WORK INSTRUCTIONS | Could you set down every entry below exactly as it is?

-------- DATA SECTION

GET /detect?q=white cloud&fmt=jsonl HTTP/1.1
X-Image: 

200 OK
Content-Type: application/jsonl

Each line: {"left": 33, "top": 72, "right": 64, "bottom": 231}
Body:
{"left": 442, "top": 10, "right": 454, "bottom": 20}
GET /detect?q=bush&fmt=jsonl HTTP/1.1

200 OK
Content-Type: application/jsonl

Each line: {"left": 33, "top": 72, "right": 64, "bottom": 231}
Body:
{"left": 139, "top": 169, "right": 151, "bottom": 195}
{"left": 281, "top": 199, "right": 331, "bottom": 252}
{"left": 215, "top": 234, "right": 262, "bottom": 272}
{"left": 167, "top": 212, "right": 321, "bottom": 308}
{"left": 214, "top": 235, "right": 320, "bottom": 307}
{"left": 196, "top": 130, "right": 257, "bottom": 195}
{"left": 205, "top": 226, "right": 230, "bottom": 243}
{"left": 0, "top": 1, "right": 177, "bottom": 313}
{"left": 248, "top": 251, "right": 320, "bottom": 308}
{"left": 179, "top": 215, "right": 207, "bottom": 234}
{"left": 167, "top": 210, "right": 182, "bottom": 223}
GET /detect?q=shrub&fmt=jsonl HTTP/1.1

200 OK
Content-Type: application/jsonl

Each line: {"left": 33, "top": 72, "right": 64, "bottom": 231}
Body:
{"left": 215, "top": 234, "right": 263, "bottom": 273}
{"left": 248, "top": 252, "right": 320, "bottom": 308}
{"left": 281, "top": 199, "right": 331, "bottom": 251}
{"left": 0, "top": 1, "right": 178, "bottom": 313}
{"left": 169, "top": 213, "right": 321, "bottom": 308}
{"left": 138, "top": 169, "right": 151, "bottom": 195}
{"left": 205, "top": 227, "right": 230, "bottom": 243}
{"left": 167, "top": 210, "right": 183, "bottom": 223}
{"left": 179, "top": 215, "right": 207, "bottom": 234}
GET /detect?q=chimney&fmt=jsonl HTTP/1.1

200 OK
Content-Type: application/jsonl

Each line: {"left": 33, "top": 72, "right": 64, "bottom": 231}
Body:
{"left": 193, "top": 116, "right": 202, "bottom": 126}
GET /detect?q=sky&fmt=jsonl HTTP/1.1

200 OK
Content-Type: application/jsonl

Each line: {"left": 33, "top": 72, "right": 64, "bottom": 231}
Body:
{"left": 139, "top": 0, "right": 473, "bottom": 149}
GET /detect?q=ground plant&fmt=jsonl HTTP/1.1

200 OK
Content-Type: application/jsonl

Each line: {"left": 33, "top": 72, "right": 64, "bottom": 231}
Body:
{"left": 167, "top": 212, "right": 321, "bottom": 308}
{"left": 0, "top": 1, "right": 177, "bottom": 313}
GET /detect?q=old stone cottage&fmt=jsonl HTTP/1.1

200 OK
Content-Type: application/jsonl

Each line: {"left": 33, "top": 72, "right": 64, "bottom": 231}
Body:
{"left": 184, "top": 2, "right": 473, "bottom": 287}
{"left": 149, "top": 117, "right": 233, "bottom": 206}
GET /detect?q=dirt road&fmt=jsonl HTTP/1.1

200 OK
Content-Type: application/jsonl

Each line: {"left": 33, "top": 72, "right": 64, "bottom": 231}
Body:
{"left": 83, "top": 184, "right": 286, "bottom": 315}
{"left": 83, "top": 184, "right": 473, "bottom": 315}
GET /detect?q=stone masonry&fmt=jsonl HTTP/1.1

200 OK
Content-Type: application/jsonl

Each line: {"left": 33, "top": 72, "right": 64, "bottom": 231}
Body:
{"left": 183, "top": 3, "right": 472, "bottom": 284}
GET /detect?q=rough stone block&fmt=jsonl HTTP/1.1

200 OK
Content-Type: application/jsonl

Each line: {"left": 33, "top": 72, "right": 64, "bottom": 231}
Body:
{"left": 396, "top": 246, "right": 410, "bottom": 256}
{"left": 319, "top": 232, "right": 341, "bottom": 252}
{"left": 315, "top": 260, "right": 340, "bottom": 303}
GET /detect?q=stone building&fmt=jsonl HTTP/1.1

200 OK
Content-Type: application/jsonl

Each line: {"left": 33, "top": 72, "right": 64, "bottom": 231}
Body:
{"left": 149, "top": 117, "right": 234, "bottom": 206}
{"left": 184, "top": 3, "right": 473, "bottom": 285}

----------------

THE COMPLETED TASK |
GET /detect?q=white cloud&fmt=jsonl HTTP/1.1
X-Image: 

200 OK
Content-Type: application/jsonl

Each line: {"left": 33, "top": 72, "right": 64, "bottom": 231}
Body:
{"left": 442, "top": 10, "right": 454, "bottom": 20}
GET /detect?q=bush&fmt=jsonl HTTP/1.1

200 OK
Content-Type: application/jsonl

Each line: {"left": 33, "top": 72, "right": 64, "bottom": 231}
Body:
{"left": 139, "top": 169, "right": 151, "bottom": 195}
{"left": 281, "top": 199, "right": 331, "bottom": 252}
{"left": 215, "top": 234, "right": 262, "bottom": 272}
{"left": 167, "top": 212, "right": 321, "bottom": 308}
{"left": 214, "top": 235, "right": 320, "bottom": 307}
{"left": 196, "top": 130, "right": 257, "bottom": 195}
{"left": 205, "top": 226, "right": 230, "bottom": 243}
{"left": 0, "top": 1, "right": 177, "bottom": 313}
{"left": 248, "top": 251, "right": 320, "bottom": 308}
{"left": 179, "top": 215, "right": 207, "bottom": 234}
{"left": 167, "top": 210, "right": 182, "bottom": 223}
GET /detect?q=shrub&fmt=jsonl HTTP/1.1

200 OK
Content-Type: application/jsonl

Each line: {"left": 33, "top": 72, "right": 64, "bottom": 231}
Body:
{"left": 215, "top": 234, "right": 263, "bottom": 273}
{"left": 248, "top": 252, "right": 320, "bottom": 308}
{"left": 281, "top": 199, "right": 331, "bottom": 251}
{"left": 0, "top": 1, "right": 178, "bottom": 313}
{"left": 169, "top": 213, "right": 321, "bottom": 308}
{"left": 138, "top": 169, "right": 151, "bottom": 195}
{"left": 205, "top": 227, "right": 230, "bottom": 243}
{"left": 167, "top": 210, "right": 183, "bottom": 223}
{"left": 179, "top": 215, "right": 207, "bottom": 234}
GET /detect?q=chimney&fmt=jsonl HTTP/1.1

200 OK
Content-Type: application/jsonl

Each line: {"left": 33, "top": 72, "right": 64, "bottom": 231}
Body:
{"left": 193, "top": 116, "right": 202, "bottom": 126}
GET /detect?q=sky&fmt=jsonl HTTP/1.1

200 OK
Content-Type: application/jsonl

Each line: {"left": 33, "top": 72, "right": 64, "bottom": 231}
Body:
{"left": 139, "top": 0, "right": 473, "bottom": 149}
GET /detect?q=ground plant&fmt=jsonl HTTP/1.1

200 OK
Content-Type: application/jsonl

Each line: {"left": 33, "top": 72, "right": 64, "bottom": 231}
Body:
{"left": 167, "top": 212, "right": 321, "bottom": 308}
{"left": 0, "top": 1, "right": 177, "bottom": 313}
GET /detect?q=old stone cottage&fmt=jsonl HTTP/1.1

200 OK
Content-Type: application/jsonl

Each line: {"left": 33, "top": 72, "right": 64, "bottom": 231}
Body:
{"left": 184, "top": 2, "right": 473, "bottom": 287}
{"left": 149, "top": 117, "right": 233, "bottom": 206}
GET /detect?q=dirt road&fmt=jsonl HTTP/1.1

200 OK
Content-Type: application/jsonl

Each line: {"left": 33, "top": 72, "right": 64, "bottom": 231}
Body:
{"left": 83, "top": 184, "right": 286, "bottom": 315}
{"left": 83, "top": 184, "right": 473, "bottom": 315}
GET /detect?q=stone masonry&fmt=jsonl HTTP/1.1

200 OK
Content-Type: application/jsonl

Each line: {"left": 33, "top": 72, "right": 64, "bottom": 231}
Body:
{"left": 183, "top": 3, "right": 472, "bottom": 284}
GET /detect?q=rough stone block&fmt=jsonl HTTP/1.1

200 OK
Content-Type: application/jsonl

Each line: {"left": 33, "top": 72, "right": 64, "bottom": 231}
Body:
{"left": 396, "top": 246, "right": 410, "bottom": 256}
{"left": 319, "top": 232, "right": 341, "bottom": 252}
{"left": 315, "top": 260, "right": 340, "bottom": 303}
GET /detect?q=stone building&fmt=jsonl HTTP/1.1

200 OK
Content-Type: application/jsonl

Each line: {"left": 33, "top": 72, "right": 64, "bottom": 231}
Body:
{"left": 149, "top": 117, "right": 234, "bottom": 206}
{"left": 184, "top": 3, "right": 473, "bottom": 285}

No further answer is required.